**Your task**
Rewrite the data below, from the line containing "of the yellow" through the end of the data, both ends included, and increase every coordinate in the answers by 20. Leave the pictures out of your answer.

(Records in a dataset)
* * * * * * * * *

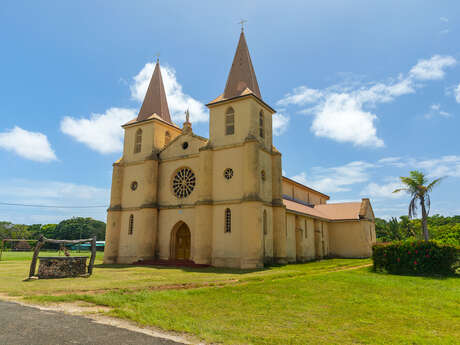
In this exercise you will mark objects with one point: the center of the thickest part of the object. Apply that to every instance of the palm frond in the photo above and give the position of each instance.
(400, 190)
(428, 203)
(435, 182)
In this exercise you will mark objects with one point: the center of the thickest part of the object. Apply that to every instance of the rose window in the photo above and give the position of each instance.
(228, 173)
(184, 183)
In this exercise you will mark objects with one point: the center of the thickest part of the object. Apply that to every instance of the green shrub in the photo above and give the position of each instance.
(416, 257)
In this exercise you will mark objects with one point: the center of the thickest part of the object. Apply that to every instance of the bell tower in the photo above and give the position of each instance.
(240, 140)
(240, 113)
(133, 214)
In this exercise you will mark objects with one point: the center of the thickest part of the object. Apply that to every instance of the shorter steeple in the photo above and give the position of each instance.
(242, 75)
(155, 99)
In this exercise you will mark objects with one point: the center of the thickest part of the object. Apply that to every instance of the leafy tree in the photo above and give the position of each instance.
(77, 228)
(419, 189)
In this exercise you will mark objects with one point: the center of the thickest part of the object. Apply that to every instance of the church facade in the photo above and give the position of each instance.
(221, 200)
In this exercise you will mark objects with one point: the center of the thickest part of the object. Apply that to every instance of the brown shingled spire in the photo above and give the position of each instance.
(155, 99)
(242, 73)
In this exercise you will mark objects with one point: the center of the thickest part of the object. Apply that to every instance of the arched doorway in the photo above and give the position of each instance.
(180, 242)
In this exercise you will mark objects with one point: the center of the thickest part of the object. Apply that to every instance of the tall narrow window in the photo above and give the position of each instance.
(167, 138)
(230, 122)
(264, 220)
(138, 141)
(261, 124)
(131, 225)
(228, 220)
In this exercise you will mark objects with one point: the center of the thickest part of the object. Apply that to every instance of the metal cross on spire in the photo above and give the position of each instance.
(242, 22)
(187, 116)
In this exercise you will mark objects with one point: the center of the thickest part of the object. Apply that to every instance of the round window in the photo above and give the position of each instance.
(184, 182)
(228, 173)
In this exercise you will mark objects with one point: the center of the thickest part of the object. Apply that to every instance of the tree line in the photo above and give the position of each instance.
(69, 229)
(442, 229)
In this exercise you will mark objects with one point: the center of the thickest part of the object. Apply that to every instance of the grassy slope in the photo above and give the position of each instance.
(107, 277)
(294, 304)
(349, 307)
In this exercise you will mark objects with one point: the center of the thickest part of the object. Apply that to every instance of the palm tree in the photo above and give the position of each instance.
(416, 186)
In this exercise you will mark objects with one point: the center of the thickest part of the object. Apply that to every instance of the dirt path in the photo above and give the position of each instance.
(38, 325)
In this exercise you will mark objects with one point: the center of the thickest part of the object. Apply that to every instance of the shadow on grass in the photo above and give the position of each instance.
(418, 275)
(185, 269)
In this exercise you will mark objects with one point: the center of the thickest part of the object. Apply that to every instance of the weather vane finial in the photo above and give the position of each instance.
(187, 115)
(241, 22)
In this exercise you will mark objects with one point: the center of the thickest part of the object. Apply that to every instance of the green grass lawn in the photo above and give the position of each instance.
(313, 303)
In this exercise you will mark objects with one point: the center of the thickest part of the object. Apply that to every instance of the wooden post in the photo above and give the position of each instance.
(93, 255)
(1, 249)
(33, 264)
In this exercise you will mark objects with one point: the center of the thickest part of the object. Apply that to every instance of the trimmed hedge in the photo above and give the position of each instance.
(416, 257)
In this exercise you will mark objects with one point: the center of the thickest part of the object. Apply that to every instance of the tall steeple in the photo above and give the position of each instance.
(242, 75)
(155, 99)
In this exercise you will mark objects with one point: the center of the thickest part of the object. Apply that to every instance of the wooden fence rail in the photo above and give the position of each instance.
(42, 240)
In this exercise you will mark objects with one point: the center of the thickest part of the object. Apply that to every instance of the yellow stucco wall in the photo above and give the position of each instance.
(352, 239)
(256, 186)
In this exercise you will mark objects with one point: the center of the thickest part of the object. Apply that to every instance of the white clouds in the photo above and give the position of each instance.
(301, 95)
(432, 69)
(178, 101)
(30, 145)
(101, 132)
(336, 179)
(344, 113)
(341, 118)
(384, 191)
(445, 166)
(344, 178)
(55, 193)
(280, 123)
(457, 93)
(435, 110)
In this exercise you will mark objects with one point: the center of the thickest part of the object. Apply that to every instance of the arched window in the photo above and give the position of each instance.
(138, 141)
(167, 138)
(228, 220)
(230, 121)
(131, 225)
(261, 124)
(265, 222)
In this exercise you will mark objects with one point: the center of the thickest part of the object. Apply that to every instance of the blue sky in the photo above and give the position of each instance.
(364, 92)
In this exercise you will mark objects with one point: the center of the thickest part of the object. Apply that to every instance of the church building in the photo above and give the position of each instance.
(222, 200)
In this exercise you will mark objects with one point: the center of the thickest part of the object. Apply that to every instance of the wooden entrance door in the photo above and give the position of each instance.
(182, 244)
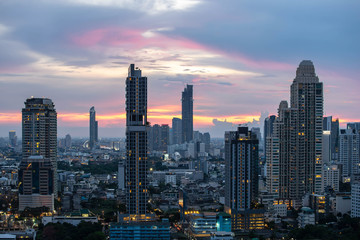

* * * * * * * * *

**Reply**
In this exercise you will mark objects with one point: the center of the thickest part of the object. Apply that to every instance of the yellow stucco wall in the photo above and give the position of each instance.
(372, 259)
(276, 206)
In this exercise you will mark objects with one point: the center of the thickest part of the object. Apply that to every instance of the white clouds in the photo above and give the position of each instance.
(321, 115)
(452, 89)
(198, 121)
(50, 165)
(121, 152)
(356, 199)
(364, 133)
(361, 138)
(404, 211)
(465, 186)
(364, 198)
(75, 213)
(300, 143)
(477, 113)
(455, 130)
In this exercise you will mark objects with one point: the center of the thickest part of the object. Apply that to every instance of the arched window in the photo above and give the position of each instance.
(158, 161)
(187, 158)
(248, 240)
(250, 141)
(151, 245)
(281, 144)
(285, 242)
In this exercise you will mark objects with one point: the center of the thickest part of the object. Apply that to every instance of the blue sky in the photo above and give the position of each instance.
(384, 112)
In this exercise you will mark objects with one point: the center of the thickest part of the object. Apply that to every instance of the church building in the photo above and give the position of each instance.
(242, 220)
In this exercise you will mark objects with one point: the center of the thickest part of the object. Apply that to every instance of the wooden entrance door in the photo above and give the position of each instance.
(202, 264)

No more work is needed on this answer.